Task —
Rewrite the listing below as a JSON list of strings, one string per line, with blank lines left out.

Available records —

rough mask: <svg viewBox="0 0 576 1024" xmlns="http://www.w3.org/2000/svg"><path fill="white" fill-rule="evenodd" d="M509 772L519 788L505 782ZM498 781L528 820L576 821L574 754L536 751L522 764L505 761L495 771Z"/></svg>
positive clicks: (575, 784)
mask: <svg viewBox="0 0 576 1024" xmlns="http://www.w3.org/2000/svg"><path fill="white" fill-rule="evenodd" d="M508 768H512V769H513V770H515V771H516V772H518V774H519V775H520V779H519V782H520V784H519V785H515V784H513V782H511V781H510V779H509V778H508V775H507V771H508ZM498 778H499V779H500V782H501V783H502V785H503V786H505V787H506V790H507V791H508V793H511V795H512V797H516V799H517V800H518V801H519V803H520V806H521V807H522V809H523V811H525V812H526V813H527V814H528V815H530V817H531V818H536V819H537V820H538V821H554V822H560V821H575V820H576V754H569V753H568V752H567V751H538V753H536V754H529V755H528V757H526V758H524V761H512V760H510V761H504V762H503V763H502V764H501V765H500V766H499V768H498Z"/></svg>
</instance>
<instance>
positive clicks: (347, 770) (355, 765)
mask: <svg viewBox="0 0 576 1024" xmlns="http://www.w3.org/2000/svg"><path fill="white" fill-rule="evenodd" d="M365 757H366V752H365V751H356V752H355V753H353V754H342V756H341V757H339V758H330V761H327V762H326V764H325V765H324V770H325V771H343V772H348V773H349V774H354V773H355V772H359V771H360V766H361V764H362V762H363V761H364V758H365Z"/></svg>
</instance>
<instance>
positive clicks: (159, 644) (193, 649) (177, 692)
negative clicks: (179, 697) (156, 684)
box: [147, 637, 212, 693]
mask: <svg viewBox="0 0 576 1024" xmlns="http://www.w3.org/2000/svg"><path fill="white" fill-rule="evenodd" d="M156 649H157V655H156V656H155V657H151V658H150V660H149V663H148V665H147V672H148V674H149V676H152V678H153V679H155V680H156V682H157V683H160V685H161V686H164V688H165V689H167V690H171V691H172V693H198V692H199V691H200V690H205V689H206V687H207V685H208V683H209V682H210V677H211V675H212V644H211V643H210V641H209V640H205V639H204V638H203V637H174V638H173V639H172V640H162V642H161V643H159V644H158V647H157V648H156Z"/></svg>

Solved exercise —
[
  "rough mask: <svg viewBox=\"0 0 576 1024\" xmlns=\"http://www.w3.org/2000/svg\"><path fill=\"white\" fill-rule=\"evenodd\" d=\"M509 772L519 788L505 782ZM498 781L528 820L576 821L574 754L536 751L522 764L505 761L495 771Z\"/></svg>",
  "positive clicks: (575, 784)",
  "mask: <svg viewBox=\"0 0 576 1024\" xmlns=\"http://www.w3.org/2000/svg\"><path fill=\"white\" fill-rule=\"evenodd\" d=\"M508 768H512V769H513V770H515V771H516V772H518V774H519V775H520V779H519V782H520V784H519V785H515V784H513V782H511V781H510V779H509V778H508V775H507V771H508ZM498 778H499V779H500V782H501V783H502V785H503V786H505V787H506V790H507V791H508V793H511V795H512V797H516V799H517V800H518V801H519V803H520V806H521V807H522V809H523V811H525V812H526V813H527V814H528V815H530V817H531V818H536V819H537V820H538V821H554V822H560V821H575V820H576V754H569V753H568V752H567V751H538V753H536V754H529V755H528V757H526V758H524V761H512V760H510V761H504V762H503V763H502V764H501V765H500V766H499V768H498Z\"/></svg>",
  "</instance>",
  "<instance>",
  "positive clicks: (347, 770) (355, 765)",
  "mask: <svg viewBox=\"0 0 576 1024\" xmlns=\"http://www.w3.org/2000/svg\"><path fill=\"white\" fill-rule=\"evenodd\" d=\"M365 757H366V752H365V751H356V752H355V753H353V754H342V756H341V757H339V758H330V761H327V762H326V764H325V765H324V770H325V771H343V772H348V773H349V774H354V773H355V772H359V771H360V766H361V764H362V762H363V761H364V758H365Z\"/></svg>",
  "</instance>",
  "<instance>",
  "positive clicks: (159, 644) (193, 649) (177, 692)",
  "negative clicks: (179, 697) (156, 684)",
  "box: [147, 637, 212, 693]",
  "mask: <svg viewBox=\"0 0 576 1024\" xmlns=\"http://www.w3.org/2000/svg\"><path fill=\"white\" fill-rule=\"evenodd\" d=\"M156 649H157V655H156V656H155V657H151V658H150V660H149V663H148V665H147V672H148V674H149V676H152V678H153V679H155V680H156V682H157V683H160V685H161V686H164V688H165V689H167V690H171V691H172V693H198V692H199V691H200V690H205V689H206V687H207V685H208V683H209V682H210V677H211V675H212V644H211V643H210V641H209V640H205V639H204V638H203V637H174V638H173V639H172V640H162V642H161V643H159V644H158V647H157V648H156Z\"/></svg>"
]